-------- Selected extract
Jesus must have been an amazing preacher, because the Scripture tells us that when He preached people were amazed, which would make Him an amazing preacher.  But what was the source of their amazement?  He taught as one who had authority, not like the scribes and Pharisees.  It is to be feared that we have far too many scribes and Pharisees in pulpits today.  They do not preach with authority and the people are not amazed –  amused, perhaps, but not amazed.

7

Jesus preached with authority. Why? Because He had authority! And the preachers of old preached with authority. They preached, “Thus saith the Lord.” We have lost that today, I’m afraid. Our preaching reflects it and the lives of our people reflect it well. They live as if the pastor had no authority, as if the elders had no authority, and, even more appalling, as if the Word of God itself had no authority. We have returned to the place of the church in the Old Testament where “every man did what was right in his own eyes.” It is true today; every man thinks what is right in his own mind, regardless of what Scripture or sound exegesis may say otherwise.

8

We can preach with authority because Christ has given us that authority.  Did He not say, “All authority has been given to Me in heaven and earth.  Go therefore and make disciples of all nations…teaching them to observe all that I have commanded you”  It wasn’t “teaching them to observe all that I have suggested to you,” but “all that I have commanded you!”

9

The speaker’s authority does not derive from himself; it derives from the Word. It’s tied to his faithful presentation of it.

10

The preacher needs to realize that God’s Word is not the preacher’s word. He is to recognize himself as a messenger, not an originator (1 Thess. 2:13). He is a sower, not the source (Matt. 13:3, 19). He is a herald, not the authority (1 Tim. 2:7). He is a steward, not the owner (Col. 1:25). He is the guide, not the author (Acts 8:31). He is the server of spiritual food, not the chef (John 21:15, 17).

11

In our own day, there is no shortage of preachers who are willing to oblige such self-centered hearers. By and large, the most popular preaching is broad-minded, anecdotal, entertaining, ego-building, and, above-all, never confrontational or dogmatic. It offends no pride, disturbs no conscious, and is a clear reflection of the humanistic spirit of the age, in which tolerance and unity at any cost are the supreme virtues.

12

The preacher must put himself out of the way and let God’s Word speak through him unhindered.  No matter what his training, experience, or personal abilities, he has spiritual authority only to the extent that what he says conforms to God’s Word.  But as with Jesus’ own teaching, when a minister of God does faithfully proclaim that Word, those who reject his teaching reject God’s truth and are as much accountable for their rejection as if the Lord had spoken the truth with His own lips.  It is in that way, and only in that way, that a pastor is able to speak with spiritual authority.  It is also in that way that he is commanded to speak with spiritual authority.
----------------
* Tasks to complete:
• A. Translate this sentence from the text on preaching with authority into Spanish: "The speaker’s authority does not derive from himself; it derives from the Word."
• B. From the text on preaching with authority, reproduce the words between "Jesus preached with" and "may say otherwise.", inclusive.
The data that come next are separate material and are not part of the text on preaching.
-------- Given material
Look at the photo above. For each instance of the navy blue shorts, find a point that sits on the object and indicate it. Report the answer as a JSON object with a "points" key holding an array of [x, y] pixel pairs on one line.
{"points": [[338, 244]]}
----------------
* Outputs:
• A. La autoridad del orador no proviene de sí mismo; proviene de la Palabra.

• B.
Jesus preached with authority. Why? Because He had authority! And the preachers of old preached with authority. They preached, “Thus saith the Lord.” We have lost that today, I’m afraid. Our preaching reflects it and the lives of our people reflect it well. They live as if the pastor had no authority, as if the elders had no authority, and, even more appalling, as if the Word of God itself had no authority. We have returned to the place of the church in the Old Testament where “every man did what was right in his own eyes.” It is true today; every man thinks what is right in his own mind, regardless of what Scripture or sound exegesis may say otherwise.